Texte fourni –
------

« Josiane Sberro, un exemple pour jours difficiles », par Richard Prasquier

Les Yamim Noraïm, ces « jours redoutables » entre Rosh Hachana et Kippour, sont des moments de retour sur nos carences. Une  triste  constatation s’impose : l’animosité  entre Juifs, je me refuse à utiliser le mot haine, a cette année  atteint des sommets . Plutôt que d’épiloguer encore sur cette débâcle, je voudrais aujourd’hui honorer un de ces acteurs -une de ces actrices- d’un judaisme inclusif, exigeant mais ouvert, porté par l’amour pour Israël et celui de la culture française, rejetant le fantasme du métissage généralisé comme celui de l’exclusivisme arrogant. Ils sont  plus nombreux qu’on le pense, mais ils ne cherchent jamais à se faire valoir.

Josiane Sberro est infatigable. Philosophe de formation, chef d’établissement en milieu spécialisé, elle a passé jusqu’à sa retraite, dans les années 2000,  30 ans à inculquer  avec acharnement et dans la dignité connaissances et sens des responsabilités à des enfants dits défavorisés. Des enfants qui étaient élevés dans ces banlieues créées à la hâte avec une nonchalance politique, sociologique, architecturale et éducative dont la France ne finit pas de payer les conséquences cinquante ans plus tard.

------

Extraits de données –
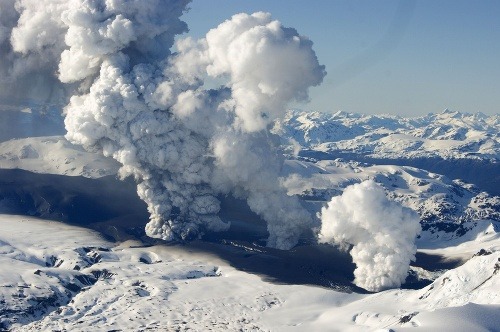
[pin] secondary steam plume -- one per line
(381, 232)
(150, 110)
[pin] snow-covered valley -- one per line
(95, 267)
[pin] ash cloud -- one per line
(380, 234)
(148, 108)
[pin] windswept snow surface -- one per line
(62, 277)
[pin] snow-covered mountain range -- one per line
(446, 135)
(67, 277)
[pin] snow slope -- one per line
(447, 135)
(448, 209)
(54, 155)
(62, 277)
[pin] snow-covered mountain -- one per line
(447, 135)
(63, 277)
(460, 146)
(447, 208)
(66, 277)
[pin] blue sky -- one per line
(400, 57)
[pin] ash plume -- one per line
(134, 100)
(381, 233)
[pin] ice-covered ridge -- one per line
(54, 155)
(445, 135)
(64, 277)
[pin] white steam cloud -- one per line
(149, 109)
(381, 232)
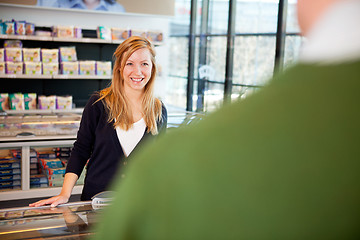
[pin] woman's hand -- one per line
(54, 201)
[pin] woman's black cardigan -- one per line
(97, 142)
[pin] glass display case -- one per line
(67, 221)
(34, 148)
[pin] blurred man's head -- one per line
(309, 11)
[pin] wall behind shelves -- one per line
(86, 51)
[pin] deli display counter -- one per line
(67, 221)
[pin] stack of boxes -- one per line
(47, 168)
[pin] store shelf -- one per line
(62, 39)
(35, 193)
(25, 76)
(44, 111)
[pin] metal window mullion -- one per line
(191, 56)
(230, 51)
(202, 53)
(280, 36)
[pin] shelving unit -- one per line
(23, 76)
(58, 39)
(25, 144)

------

Objectif – Reproduisez fidèlement le passage du texte fourni qui commence par « Josiane Sberro est » et se poursuit jusqu'à « ans plus tard. ». Les lignes forment un matériau distinct du texte fourni.

Corrigé détaillé –
Josiane Sberro est infatigable. Philosophe de formation, chef d’établissement en milieu spécialisé, elle a passé jusqu’à sa retraite, dans les années 2000,  30 ans à inculquer  avec acharnement et dans la dignité connaissances et sens des responsabilités à des enfants dits défavorisés. Des enfants qui étaient élevés dans ces banlieues créées à la hâte avec une nonchalance politique, sociologique, architecturale et éducative dont la France ne finit pas de payer les conséquences cinquante ans plus tard.